__Instructions for the task__: Print out every record exactly as it appears.

__Records shown__:
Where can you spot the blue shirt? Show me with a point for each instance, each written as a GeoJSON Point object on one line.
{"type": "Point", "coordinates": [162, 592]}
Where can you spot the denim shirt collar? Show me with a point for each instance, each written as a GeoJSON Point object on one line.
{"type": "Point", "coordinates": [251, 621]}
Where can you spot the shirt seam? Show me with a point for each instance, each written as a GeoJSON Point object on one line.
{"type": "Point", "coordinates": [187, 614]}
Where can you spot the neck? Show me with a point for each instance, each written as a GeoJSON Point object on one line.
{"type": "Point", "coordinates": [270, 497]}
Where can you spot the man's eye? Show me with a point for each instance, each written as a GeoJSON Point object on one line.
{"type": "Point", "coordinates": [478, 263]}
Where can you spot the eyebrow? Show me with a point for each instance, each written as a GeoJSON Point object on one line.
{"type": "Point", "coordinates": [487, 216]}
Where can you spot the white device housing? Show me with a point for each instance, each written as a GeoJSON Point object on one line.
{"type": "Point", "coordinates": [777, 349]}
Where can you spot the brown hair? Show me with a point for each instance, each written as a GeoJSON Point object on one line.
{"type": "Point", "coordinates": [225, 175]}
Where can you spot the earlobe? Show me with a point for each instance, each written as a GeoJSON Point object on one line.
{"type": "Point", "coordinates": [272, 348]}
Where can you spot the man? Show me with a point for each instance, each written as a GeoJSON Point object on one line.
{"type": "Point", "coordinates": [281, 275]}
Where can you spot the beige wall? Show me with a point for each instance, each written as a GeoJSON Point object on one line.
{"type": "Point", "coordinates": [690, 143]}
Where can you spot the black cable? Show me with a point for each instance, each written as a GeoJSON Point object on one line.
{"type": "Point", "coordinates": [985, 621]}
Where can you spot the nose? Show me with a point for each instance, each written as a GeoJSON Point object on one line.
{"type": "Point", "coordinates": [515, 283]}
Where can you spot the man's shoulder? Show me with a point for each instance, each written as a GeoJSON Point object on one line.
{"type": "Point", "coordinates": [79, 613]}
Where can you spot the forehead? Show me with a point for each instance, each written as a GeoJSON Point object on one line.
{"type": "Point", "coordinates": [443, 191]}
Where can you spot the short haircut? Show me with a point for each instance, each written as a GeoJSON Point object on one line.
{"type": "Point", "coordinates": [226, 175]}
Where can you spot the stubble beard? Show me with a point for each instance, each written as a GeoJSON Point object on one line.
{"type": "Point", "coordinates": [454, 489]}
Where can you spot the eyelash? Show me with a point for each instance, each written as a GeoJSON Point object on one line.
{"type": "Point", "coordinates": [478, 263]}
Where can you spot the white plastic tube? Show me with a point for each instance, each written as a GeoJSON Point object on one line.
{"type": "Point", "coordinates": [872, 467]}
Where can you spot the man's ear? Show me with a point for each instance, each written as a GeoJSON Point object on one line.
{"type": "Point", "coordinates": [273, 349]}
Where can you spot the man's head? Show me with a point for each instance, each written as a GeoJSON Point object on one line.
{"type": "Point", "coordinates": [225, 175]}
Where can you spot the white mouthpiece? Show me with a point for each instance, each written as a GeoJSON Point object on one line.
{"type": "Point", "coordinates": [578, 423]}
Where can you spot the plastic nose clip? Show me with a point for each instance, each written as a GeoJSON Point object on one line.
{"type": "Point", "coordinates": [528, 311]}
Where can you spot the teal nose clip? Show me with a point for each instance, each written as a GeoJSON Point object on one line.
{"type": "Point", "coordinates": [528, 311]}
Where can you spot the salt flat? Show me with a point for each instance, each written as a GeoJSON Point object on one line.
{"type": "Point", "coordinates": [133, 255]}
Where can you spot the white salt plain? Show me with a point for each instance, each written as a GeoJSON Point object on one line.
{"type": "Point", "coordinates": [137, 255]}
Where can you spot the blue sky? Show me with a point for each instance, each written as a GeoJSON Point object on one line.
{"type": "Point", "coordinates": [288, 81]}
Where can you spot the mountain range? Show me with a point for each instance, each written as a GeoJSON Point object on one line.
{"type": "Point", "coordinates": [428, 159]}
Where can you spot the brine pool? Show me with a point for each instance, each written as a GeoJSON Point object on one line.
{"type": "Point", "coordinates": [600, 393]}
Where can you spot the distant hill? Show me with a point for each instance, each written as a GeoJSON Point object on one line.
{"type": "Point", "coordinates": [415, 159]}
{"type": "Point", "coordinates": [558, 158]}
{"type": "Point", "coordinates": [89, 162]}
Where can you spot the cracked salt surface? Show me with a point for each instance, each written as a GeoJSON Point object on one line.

__Result of the exercise__:
Where can you spot the blue shirt? Show me with a point for each instance, each written as a GeoJSON Point object on one line.
{"type": "Point", "coordinates": [162, 592]}
Where can you spot the denim shirt collar? Show me with a point for each instance, each written as a GeoJSON Point object on one line.
{"type": "Point", "coordinates": [251, 621]}
Where can you spot the shirt seam? Show me with a point for each instance, each written as a GeoJSON Point object on one line.
{"type": "Point", "coordinates": [187, 614]}
Where can you spot the neck? Show me with a point for each instance, each written as a GeoJSON Point object on one line.
{"type": "Point", "coordinates": [270, 497]}
Where can you spot the man's eye? Show me with a point for each instance, each written as a GeoJSON Point object on one line.
{"type": "Point", "coordinates": [478, 263]}
Where can you spot the eyebrow? Show me with a point for each instance, each written as a GeoJSON Point object on one line.
{"type": "Point", "coordinates": [487, 216]}
Where can you spot the white device housing? Show me with a point for each instance, each written as a GeoJSON Point object on one line.
{"type": "Point", "coordinates": [777, 349]}
Where can you spot the brown hair? Show me with a point for each instance, each written as a GeoJSON Point object on one line.
{"type": "Point", "coordinates": [225, 175]}
Where can you spot the earlobe? Show me with a point for each instance, each written as a GeoJSON Point object on one line.
{"type": "Point", "coordinates": [272, 348]}
Where can you spot the man? Show me with a point for each instance, each written as a GeoJSON Point object on one line.
{"type": "Point", "coordinates": [281, 275]}
Where can you spot the beige wall? Show me with a point for each instance, each written as a GeoJSON Point object on one line.
{"type": "Point", "coordinates": [690, 143]}
Where can you spot the black cable? Show me with a point for each instance, each written as a GeoJSON Point object on one line.
{"type": "Point", "coordinates": [985, 621]}
Where can you spot the nose? Show me with a point for each instance, each written as a GeoJSON Point object on one line.
{"type": "Point", "coordinates": [515, 283]}
Where can you spot the man's shoulder? Show me with a point for each instance, each written as a GeoJSON Point object on one line.
{"type": "Point", "coordinates": [79, 613]}
Where can you spot the forehead? Show me with a point for each instance, each written as a GeoJSON Point object on one line.
{"type": "Point", "coordinates": [443, 191]}
Where can you spot the short haircut? Show me with a point for each instance, each written as a GeoJSON Point object on one line.
{"type": "Point", "coordinates": [226, 175]}
Where can you spot the stubble beard? Show me with a point for each instance, each written as a GeoJSON Point object on one line.
{"type": "Point", "coordinates": [454, 489]}
Where can you spot the eyelash? Show me with a point for each instance, each written as a GeoJSON Point object on one line.
{"type": "Point", "coordinates": [478, 263]}
Where can you spot the white plastic tube? Show me with a point for each instance, each written as a GeoJSON Point object on one line.
{"type": "Point", "coordinates": [872, 467]}
Where can you spot the man's ear? Show me with a point for each instance, each written as a GeoJSON Point object on one line.
{"type": "Point", "coordinates": [273, 349]}
Where can you spot the man's head? Show me with a point for each instance, each written as a GeoJSON Point object on one line.
{"type": "Point", "coordinates": [225, 175]}
Where can you spot the white mouthpiece? Show me with a point for each instance, each written as a GeoJSON Point object on one line.
{"type": "Point", "coordinates": [578, 423]}
Where can you spot the plastic nose clip? Show me with a point for each instance, each written as a GeoJSON Point object on one line.
{"type": "Point", "coordinates": [528, 311]}
Where can you spot the teal nose clip? Show me with a point for each instance, each written as a GeoJSON Point object on one line.
{"type": "Point", "coordinates": [528, 311]}
Where can you spot the salt flat? Show me with a point for each instance, each written as a GeoJSON Point object on one line.
{"type": "Point", "coordinates": [133, 255]}
Where can you spot the white salt plain? Show me with a point for each instance, each written as a GeoJSON Point object on one line.
{"type": "Point", "coordinates": [137, 255]}
Where can you spot the blue sky? Show me with a point for each instance, each written as a GeoJSON Point object on one line.
{"type": "Point", "coordinates": [288, 81]}
Where can you spot the mountain range? Show me with a point for each instance, each written as a GeoJSON Point object on one line.
{"type": "Point", "coordinates": [428, 159]}
Where can you spot the brine pool? Show me with a point for each instance, each written as a GeoJSON Point object on one line.
{"type": "Point", "coordinates": [600, 393]}
Where can you spot the distant hill? Show me with a point for each instance, each written as a GeoJSON Point object on one line.
{"type": "Point", "coordinates": [415, 159]}
{"type": "Point", "coordinates": [558, 158]}
{"type": "Point", "coordinates": [89, 162]}
Where can you spot the cracked salt surface? Show me with a point for each instance, each written as a GeoJSON Point object on one line.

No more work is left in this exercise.